[TO DO]
Below are some records; repeat them all exactly, minus the pictures.

[PROVIDED MATERIAL]
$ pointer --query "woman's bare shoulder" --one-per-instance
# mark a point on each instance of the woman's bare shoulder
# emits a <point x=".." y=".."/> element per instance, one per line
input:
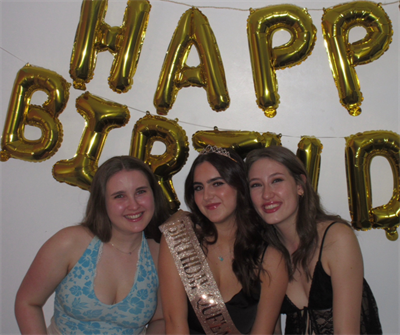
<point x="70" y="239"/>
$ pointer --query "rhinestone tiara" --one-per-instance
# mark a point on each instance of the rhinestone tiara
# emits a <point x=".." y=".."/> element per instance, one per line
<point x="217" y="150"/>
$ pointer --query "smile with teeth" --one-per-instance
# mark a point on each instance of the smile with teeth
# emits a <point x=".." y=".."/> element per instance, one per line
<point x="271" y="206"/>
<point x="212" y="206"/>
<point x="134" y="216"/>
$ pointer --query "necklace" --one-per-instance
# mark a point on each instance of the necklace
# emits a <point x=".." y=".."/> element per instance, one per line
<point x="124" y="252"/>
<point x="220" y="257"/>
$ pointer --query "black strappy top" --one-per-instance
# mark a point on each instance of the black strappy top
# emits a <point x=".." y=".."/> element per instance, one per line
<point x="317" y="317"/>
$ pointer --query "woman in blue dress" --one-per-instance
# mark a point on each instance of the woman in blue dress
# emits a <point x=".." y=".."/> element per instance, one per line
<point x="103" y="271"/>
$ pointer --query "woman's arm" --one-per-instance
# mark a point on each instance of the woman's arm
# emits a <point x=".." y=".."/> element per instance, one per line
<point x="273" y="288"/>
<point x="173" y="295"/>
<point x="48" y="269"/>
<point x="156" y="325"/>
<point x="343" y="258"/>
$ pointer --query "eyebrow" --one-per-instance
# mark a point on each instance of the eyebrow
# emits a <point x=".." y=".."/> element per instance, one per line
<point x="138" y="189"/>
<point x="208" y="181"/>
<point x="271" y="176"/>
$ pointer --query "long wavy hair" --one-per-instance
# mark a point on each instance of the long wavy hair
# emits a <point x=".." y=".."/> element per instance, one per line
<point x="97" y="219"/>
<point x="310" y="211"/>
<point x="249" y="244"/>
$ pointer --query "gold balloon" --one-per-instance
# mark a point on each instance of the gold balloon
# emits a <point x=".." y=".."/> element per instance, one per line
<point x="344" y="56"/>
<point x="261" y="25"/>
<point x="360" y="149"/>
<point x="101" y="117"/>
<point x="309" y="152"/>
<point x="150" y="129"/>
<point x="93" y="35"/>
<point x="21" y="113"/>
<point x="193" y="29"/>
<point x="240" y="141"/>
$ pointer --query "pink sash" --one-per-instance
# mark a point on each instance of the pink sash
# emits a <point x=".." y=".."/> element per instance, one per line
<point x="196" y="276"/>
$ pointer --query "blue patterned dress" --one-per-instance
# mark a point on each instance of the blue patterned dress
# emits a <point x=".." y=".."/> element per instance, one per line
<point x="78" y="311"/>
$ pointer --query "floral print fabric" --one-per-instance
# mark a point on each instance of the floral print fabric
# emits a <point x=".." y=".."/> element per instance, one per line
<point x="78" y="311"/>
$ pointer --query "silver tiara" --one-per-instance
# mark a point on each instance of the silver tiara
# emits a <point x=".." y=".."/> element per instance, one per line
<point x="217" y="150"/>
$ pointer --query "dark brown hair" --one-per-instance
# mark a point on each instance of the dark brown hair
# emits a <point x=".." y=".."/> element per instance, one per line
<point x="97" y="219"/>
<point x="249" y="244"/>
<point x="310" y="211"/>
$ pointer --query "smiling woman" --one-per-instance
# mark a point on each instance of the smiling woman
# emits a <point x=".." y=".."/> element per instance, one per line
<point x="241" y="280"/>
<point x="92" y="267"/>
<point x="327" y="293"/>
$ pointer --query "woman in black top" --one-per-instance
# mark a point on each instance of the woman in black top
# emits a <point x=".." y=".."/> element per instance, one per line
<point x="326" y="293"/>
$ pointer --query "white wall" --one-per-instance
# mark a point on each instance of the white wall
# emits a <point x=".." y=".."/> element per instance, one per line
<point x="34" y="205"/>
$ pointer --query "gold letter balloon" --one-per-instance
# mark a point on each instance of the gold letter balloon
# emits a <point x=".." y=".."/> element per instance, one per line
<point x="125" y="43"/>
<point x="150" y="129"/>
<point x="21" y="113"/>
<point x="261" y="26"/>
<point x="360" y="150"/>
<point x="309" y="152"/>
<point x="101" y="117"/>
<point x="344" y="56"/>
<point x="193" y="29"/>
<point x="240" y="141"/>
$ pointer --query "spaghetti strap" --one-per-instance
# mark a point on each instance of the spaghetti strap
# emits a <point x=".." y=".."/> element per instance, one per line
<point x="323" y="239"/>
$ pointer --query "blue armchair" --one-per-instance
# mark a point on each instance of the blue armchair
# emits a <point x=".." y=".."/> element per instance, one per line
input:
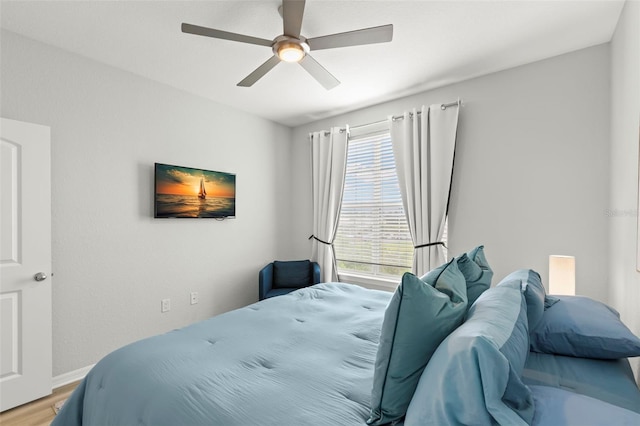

[SOLUTION TO THE PROBLEM]
$ pointer --query "woman's bare shoulder" --one-per-instance
# mark a point on each instance of the woman's bare shoulder
# emits a <point x=".." y=".."/> element per instance, one per line
input:
<point x="70" y="239"/>
$ pointer --query "rhinestone tiara" --one-per-instance
# mark a point on each instance of the rhinestone tiara
# emits a <point x=".." y=".."/> element per instance, one per line
<point x="217" y="150"/>
$ pointer --query "smile with teeth" --one-per-instance
# mark a point on each instance of the smile with teeth
# emits a <point x=".." y=".."/> element per instance, one per line
<point x="271" y="206"/>
<point x="212" y="206"/>
<point x="134" y="216"/>
$ pointer --query "necklace" --one-per-instance
# mark a point on each instance of the necklace
# emits a <point x=".." y=".."/> element per instance, one per line
<point x="124" y="252"/>
<point x="220" y="257"/>
$ pointer --query "black strappy top" --one-per-instance
# mark a point on each instance of the black strappy top
# emits a <point x=".." y=".."/> element per instance, one per line
<point x="317" y="317"/>
$ pointer --query "woman in blue dress" --one-per-instance
# mark a point on each instance of the woman in blue dress
# emits a <point x=".." y=".."/> element per instance, one per line
<point x="103" y="271"/>
$ pointer --query "woman's arm" --one-per-instance
# mark a point on each instance of the woman's arm
# emits a <point x=".." y=".."/> element per instance, one per line
<point x="273" y="288"/>
<point x="173" y="295"/>
<point x="48" y="269"/>
<point x="156" y="325"/>
<point x="343" y="258"/>
$ pointer --query "eyebrow" --one-per-instance
# mark a point on each instance of the eyebrow
# emits a <point x=".." y=".."/> element per instance, one per line
<point x="138" y="189"/>
<point x="208" y="181"/>
<point x="271" y="176"/>
$ pointer --query "long wavy hair" --one-per-instance
# mark a point on each instance of the long wavy hair
# emits a <point x=".." y=".."/> element per instance, one per line
<point x="97" y="219"/>
<point x="310" y="211"/>
<point x="249" y="244"/>
$ pointer --query "gold balloon" --one-per-instance
# mark a point on each instance of the gold balloon
# emits a <point x=".." y=".."/> element per instance, one per line
<point x="344" y="56"/>
<point x="261" y="25"/>
<point x="360" y="149"/>
<point x="101" y="117"/>
<point x="309" y="152"/>
<point x="150" y="129"/>
<point x="93" y="35"/>
<point x="21" y="113"/>
<point x="193" y="29"/>
<point x="240" y="141"/>
$ pointer --query "pink sash" --one-per-instance
# mark a point on each instance of the pink sash
# emits a <point x=".." y=".."/> element per instance, one per line
<point x="196" y="276"/>
$ pointer --query "blue patterned dress" --one-per-instance
# mark a point on each instance of the blue patterned dress
# emits a <point x=".." y=".."/> element per instance, one per line
<point x="78" y="311"/>
$ pointer --query "floral print fabric" --one-per-instance
# mark a point on each instance of the floral print fabric
# emits a <point x=".." y=".."/> element per instance, one per line
<point x="78" y="311"/>
$ pointer --query "silver tiara" --one-per-instance
# mark a point on each instance of the silver tiara
# emits a <point x=".." y=".."/> element per instance, one per line
<point x="217" y="150"/>
$ pointer --query "dark brown hair" --one-per-instance
# mark a point on each instance of the dark brown hair
# emits a <point x=".." y=".."/> element per instance, one per line
<point x="97" y="219"/>
<point x="249" y="244"/>
<point x="310" y="211"/>
$ pointer --query "smiling woman" --one-per-instance
# mark a point on each instance of the smiling woman
# emits a <point x=".." y=".."/> element per instance, one per line
<point x="241" y="280"/>
<point x="92" y="267"/>
<point x="327" y="293"/>
$ pointer --query "woman in black top" --one-per-instance
# mark a point on each instance of the woman in black top
# emits a <point x=".." y=".."/> element per instance, one per line
<point x="326" y="293"/>
$ pointer --query "white wall" --one-per-instance
# mark a point on each instance of the white wall
# emits a <point x=".." y=".."/> element per instance, one per line
<point x="34" y="205"/>
$ pointer --query "gold letter balloon" --one-per-instance
# mark a point on each instance of the gold letter balloon
# emits a <point x=".." y=".."/> element per instance, one per line
<point x="125" y="43"/>
<point x="150" y="129"/>
<point x="21" y="113"/>
<point x="261" y="26"/>
<point x="360" y="150"/>
<point x="309" y="152"/>
<point x="101" y="117"/>
<point x="344" y="56"/>
<point x="193" y="29"/>
<point x="240" y="141"/>
$ pointer --query "spaghetti strap" --one-per-instance
# mark a point on each instance of the spaghetti strap
# emits a <point x=".." y=".."/> element per instance, one per line
<point x="323" y="239"/>
$ pointer --query "blue armchair" --one-per-instance
# mark a point on each instance of the blue armchair
# emits a <point x=".." y=".."/> element per instance, one per line
input:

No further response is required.